As usual, all the interesting reasoning for the decision is to be found in subsidiary documents and not in the verbose tergiversation in the main paper. And here’s the key figure from background papers: the saving from introducing the ban is calculated at £0.75 per household a year in the later part of the decade. (About one and a half pence per week). The total cost across all electricity users is about £70m a year, or about 1% of the total renewables subsidy. For this saving the government is disrupting the growth of this impressively successful industry and, probably more importantly, increasing the likely level of subsidy needed under the Contracts for Difference (CfD) scheme.

Why is this? The rapid growth of farm PV is helping drive down the costs of solar. When the CfD scheme comes into operation, solar installers will not get a guaranteed price but will bid into an auction. The key value of today’s burgeoning large scale PV industry is that it is forcing costs down rapidly. Surprisingly, the government still doesn’t appear to realise that this only partly because of falling equipment costs. As important, it is coming from unprecedented reductions in the cost of raising money from investors as they become more aware of the reliability of returns from solar. I have heard of offers at around 3% above inflation.

Supplied records
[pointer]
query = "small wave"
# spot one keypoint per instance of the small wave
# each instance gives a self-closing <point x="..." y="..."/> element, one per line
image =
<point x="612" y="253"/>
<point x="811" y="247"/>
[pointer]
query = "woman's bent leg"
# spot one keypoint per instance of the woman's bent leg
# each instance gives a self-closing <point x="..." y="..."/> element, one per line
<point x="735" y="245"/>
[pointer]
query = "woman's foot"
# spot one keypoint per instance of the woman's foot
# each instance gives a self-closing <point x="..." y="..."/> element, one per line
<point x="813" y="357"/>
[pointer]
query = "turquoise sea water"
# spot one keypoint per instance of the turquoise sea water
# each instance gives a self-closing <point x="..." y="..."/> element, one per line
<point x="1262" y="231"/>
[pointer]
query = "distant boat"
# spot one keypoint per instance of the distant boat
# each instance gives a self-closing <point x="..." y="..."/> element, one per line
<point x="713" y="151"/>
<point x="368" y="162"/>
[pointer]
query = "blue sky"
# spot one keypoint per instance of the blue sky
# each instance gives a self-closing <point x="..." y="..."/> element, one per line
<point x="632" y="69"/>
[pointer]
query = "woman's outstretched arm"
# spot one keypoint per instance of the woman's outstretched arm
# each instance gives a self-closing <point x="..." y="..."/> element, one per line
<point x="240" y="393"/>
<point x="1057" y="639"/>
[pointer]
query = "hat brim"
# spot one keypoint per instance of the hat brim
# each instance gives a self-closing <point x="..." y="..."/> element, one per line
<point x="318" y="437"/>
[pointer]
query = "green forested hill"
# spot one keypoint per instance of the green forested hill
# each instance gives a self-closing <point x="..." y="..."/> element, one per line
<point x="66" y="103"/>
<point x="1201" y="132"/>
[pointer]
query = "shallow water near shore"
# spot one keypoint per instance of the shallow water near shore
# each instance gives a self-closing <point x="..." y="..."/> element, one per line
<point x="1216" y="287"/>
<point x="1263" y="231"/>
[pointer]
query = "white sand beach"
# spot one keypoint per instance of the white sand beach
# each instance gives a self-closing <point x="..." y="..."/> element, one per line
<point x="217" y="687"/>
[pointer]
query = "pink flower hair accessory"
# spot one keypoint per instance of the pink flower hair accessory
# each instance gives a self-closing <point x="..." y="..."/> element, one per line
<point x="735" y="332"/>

Tasks to perform
1. Pull out each line of the records that contains the word "distant".
2. Continue the passage on the solar farm subsidy decision, starting after its final sentence.

Answers below
1.
query = "distant boat"
# spot one keypoint per instance of the distant boat

2.
If the government had allowed the continued growth, experienced and well-resourced operators  would have been able to bid even lower prices for big farms when CfDs come into force in a few years. But today’s decision means that the industry will temporarily disappear in early 2015 or earlier and the cost reductions will cease. Capital providers will go on to other projects.

Was this worth it for one and a half pence per household per week? (Just for emphasis, this is their figure, not mine).